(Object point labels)
** Start **

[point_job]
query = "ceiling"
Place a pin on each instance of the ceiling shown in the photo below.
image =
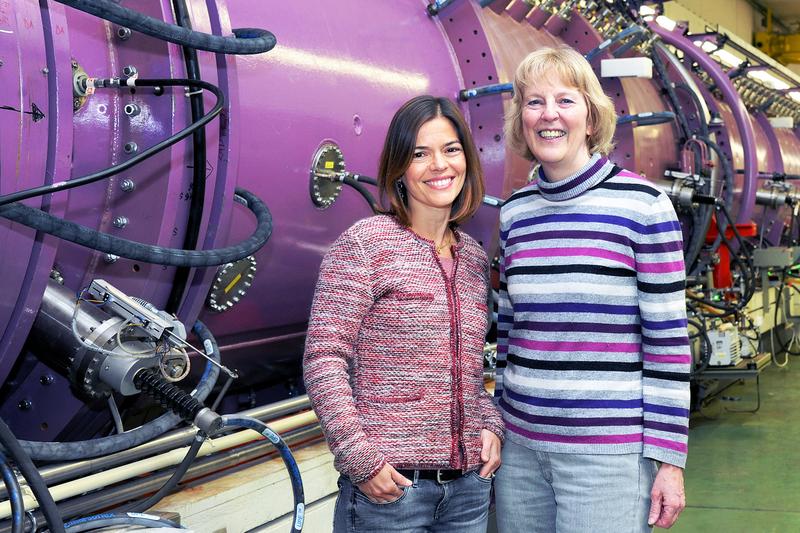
(785, 13)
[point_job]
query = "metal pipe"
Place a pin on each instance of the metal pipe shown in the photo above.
(151, 464)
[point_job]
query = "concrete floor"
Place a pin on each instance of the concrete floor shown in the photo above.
(743, 472)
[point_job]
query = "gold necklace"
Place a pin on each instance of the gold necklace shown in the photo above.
(446, 243)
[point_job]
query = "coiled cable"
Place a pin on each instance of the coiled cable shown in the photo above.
(245, 40)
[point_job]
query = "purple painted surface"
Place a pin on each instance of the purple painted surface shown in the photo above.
(321, 82)
(678, 40)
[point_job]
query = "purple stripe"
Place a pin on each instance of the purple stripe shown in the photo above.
(545, 346)
(575, 439)
(571, 422)
(576, 307)
(660, 247)
(661, 268)
(591, 327)
(676, 359)
(665, 410)
(665, 341)
(544, 184)
(668, 428)
(664, 324)
(573, 252)
(663, 443)
(572, 234)
(562, 403)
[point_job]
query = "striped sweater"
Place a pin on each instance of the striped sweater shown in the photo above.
(593, 352)
(394, 352)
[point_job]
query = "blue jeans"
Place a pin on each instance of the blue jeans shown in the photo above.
(542, 492)
(461, 506)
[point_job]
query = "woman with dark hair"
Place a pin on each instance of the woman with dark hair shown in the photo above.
(394, 352)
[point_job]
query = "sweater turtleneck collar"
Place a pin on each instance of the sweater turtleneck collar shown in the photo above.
(592, 173)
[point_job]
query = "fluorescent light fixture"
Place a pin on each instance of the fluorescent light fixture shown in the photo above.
(768, 79)
(647, 11)
(666, 22)
(727, 58)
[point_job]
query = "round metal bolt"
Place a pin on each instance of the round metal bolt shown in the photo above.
(127, 185)
(132, 110)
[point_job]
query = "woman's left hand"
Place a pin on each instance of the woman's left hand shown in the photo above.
(490, 453)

** End **

• Your goal
Collect every line in the listing above that contains the word "sweater", matching case exactly.

• Reply to the task
query = "striped sweater"
Place a pin on each instance of the striped sweater shown in the photo above.
query = "sweater turtleneck collar"
Place a pin on each instance of the sweater turtleneck collar shown in the photo above.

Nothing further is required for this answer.